## TASK DETAILS:
Start at the first line of the material below and retype each line through the one containing "# response lists one point per instance, each like pixel 175", exactly.
**** AVAILABLE DATA
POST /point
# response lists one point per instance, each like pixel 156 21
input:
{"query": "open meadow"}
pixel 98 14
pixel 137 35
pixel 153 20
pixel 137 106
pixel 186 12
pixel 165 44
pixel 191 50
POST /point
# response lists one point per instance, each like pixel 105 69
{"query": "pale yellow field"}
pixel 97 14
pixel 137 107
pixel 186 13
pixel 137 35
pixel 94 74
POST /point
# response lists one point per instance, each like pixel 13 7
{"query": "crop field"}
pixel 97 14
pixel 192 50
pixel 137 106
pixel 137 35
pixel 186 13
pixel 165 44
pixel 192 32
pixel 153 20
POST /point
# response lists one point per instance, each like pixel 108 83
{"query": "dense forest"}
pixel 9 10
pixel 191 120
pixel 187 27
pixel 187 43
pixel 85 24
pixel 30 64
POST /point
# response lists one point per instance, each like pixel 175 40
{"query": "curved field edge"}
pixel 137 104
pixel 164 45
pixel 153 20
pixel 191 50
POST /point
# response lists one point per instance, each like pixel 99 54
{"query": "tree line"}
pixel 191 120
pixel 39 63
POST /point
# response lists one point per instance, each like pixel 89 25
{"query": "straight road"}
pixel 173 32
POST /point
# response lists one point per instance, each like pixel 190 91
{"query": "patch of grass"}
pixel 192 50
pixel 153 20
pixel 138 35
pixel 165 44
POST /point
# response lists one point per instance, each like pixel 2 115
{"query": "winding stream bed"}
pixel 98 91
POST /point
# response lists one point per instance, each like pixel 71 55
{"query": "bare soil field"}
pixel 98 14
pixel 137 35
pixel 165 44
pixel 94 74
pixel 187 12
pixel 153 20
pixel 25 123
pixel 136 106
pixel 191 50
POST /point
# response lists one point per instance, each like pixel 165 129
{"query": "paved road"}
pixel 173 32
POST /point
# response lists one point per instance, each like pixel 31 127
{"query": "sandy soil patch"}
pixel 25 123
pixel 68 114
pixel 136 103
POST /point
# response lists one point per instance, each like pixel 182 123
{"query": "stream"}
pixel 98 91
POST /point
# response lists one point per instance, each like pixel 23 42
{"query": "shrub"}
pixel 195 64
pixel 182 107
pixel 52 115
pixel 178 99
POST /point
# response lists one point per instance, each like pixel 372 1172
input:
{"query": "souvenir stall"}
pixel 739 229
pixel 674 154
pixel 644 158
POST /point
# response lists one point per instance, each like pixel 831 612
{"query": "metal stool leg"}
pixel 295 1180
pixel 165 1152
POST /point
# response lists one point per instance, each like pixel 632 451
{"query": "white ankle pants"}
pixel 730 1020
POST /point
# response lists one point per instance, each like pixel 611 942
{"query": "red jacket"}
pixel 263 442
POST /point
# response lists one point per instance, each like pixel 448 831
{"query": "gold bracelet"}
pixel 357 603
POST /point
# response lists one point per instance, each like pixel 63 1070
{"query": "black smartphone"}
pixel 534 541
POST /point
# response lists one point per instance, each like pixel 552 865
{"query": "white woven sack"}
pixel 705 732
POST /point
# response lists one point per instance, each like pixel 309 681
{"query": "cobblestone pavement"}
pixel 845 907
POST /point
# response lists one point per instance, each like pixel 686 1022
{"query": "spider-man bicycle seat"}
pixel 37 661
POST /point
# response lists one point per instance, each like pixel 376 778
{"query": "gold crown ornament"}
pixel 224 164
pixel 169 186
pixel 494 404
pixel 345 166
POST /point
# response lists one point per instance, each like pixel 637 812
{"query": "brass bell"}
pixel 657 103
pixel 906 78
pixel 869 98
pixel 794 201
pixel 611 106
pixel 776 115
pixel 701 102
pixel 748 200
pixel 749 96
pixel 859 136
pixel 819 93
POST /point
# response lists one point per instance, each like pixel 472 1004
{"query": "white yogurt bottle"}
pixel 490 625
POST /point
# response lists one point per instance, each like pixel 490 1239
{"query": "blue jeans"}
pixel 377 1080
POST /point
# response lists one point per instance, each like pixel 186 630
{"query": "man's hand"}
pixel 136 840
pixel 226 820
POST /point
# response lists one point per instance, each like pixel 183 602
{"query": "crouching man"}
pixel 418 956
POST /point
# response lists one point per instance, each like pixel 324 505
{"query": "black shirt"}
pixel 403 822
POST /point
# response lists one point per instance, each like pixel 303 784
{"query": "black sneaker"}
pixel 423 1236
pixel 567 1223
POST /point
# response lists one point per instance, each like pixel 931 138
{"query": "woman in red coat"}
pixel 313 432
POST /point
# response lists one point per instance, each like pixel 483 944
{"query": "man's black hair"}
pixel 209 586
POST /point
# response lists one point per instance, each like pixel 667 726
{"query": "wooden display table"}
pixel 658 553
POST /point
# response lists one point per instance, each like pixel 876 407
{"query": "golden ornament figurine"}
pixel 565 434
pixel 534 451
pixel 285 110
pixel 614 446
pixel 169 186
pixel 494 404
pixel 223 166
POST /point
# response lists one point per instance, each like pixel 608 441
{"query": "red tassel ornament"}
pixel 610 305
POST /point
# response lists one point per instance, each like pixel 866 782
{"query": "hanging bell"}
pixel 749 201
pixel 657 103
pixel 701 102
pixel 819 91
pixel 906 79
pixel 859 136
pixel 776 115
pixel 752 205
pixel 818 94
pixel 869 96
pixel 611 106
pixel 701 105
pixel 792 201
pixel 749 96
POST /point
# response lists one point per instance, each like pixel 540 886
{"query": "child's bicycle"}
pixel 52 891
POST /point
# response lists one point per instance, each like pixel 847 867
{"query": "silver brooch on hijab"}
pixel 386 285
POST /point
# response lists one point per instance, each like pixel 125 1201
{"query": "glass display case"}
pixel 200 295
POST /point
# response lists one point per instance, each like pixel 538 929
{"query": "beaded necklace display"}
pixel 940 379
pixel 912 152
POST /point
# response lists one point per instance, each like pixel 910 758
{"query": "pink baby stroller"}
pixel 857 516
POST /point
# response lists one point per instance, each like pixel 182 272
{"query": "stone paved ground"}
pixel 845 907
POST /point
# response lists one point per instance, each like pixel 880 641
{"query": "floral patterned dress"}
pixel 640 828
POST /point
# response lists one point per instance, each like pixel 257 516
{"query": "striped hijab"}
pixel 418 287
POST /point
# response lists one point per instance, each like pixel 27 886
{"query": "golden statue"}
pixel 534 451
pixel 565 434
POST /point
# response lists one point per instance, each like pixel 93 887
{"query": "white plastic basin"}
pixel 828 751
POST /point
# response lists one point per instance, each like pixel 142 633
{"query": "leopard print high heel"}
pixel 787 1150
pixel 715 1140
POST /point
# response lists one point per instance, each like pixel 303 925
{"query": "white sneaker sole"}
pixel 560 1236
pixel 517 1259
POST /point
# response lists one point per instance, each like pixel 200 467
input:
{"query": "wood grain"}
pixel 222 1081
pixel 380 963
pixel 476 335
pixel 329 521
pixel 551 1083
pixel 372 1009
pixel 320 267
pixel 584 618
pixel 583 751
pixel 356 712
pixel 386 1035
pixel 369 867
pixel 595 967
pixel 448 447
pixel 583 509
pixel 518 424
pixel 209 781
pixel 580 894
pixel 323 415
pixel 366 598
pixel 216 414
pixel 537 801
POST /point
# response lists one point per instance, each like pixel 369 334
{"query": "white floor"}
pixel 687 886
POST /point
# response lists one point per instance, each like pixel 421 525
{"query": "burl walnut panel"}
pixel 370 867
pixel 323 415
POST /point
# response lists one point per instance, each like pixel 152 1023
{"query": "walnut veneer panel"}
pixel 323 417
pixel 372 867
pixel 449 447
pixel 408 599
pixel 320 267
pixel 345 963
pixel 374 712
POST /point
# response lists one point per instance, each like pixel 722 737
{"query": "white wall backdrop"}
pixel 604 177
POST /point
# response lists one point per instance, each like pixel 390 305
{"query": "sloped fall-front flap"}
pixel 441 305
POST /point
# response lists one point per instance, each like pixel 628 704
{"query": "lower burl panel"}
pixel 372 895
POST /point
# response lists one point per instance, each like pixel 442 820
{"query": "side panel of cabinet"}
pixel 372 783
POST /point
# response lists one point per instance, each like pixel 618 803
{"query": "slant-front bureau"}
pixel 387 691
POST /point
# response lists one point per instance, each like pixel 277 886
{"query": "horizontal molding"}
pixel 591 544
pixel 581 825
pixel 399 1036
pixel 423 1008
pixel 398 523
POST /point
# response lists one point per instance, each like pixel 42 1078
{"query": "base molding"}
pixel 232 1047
********
## TASK RESPONSE:
POST /point
# response lists one point per instance, each like pixel 156 21
input:
{"query": "open meadow"}
pixel 98 14
pixel 137 35
pixel 153 20
pixel 137 106
pixel 186 12
pixel 165 44
pixel 191 50
POST /point
# response lists one point per instance, each like pixel 105 69
{"query": "pale yellow field"}
pixel 97 14
pixel 137 107
pixel 186 13
pixel 137 35
pixel 94 74
POST /point
# response lists one point per instance, each like pixel 13 7
{"query": "crop field"}
pixel 97 14
pixel 192 50
pixel 137 106
pixel 137 35
pixel 186 13
pixel 165 44
pixel 192 32
pixel 153 20
POST /point
# response lists one point per instance, each like pixel 108 83
{"query": "dense forest"}
pixel 9 10
pixel 191 120
pixel 187 27
pixel 187 43
pixel 85 24
pixel 30 64
POST /point
# response lists one point per instance, each like pixel 175 40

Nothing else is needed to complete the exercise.